Region pointing data:
= = = =

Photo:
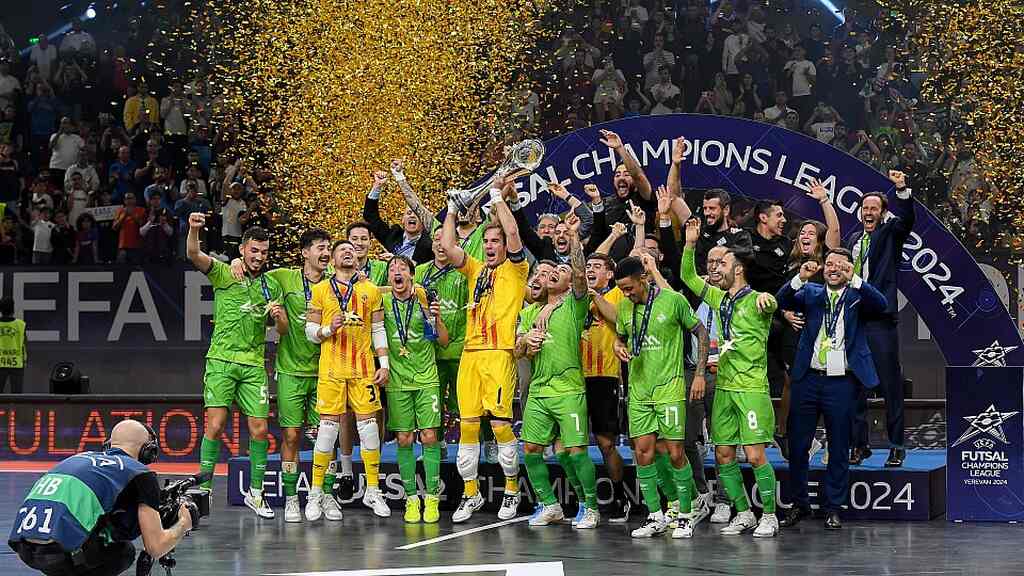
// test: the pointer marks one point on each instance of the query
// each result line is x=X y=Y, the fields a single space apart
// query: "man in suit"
x=877 y=255
x=832 y=358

= = = =

### PROBLEM TO SOLVE
Skip the pictures and print each record exactly as it stands.

### OUTPUT FOR THIS EXERCISE
Photo:
// test: the pointer marks one point on each instance of the query
// each result line is x=X y=Y, the fields a single space apart
// query: "man in suit"
x=877 y=255
x=832 y=358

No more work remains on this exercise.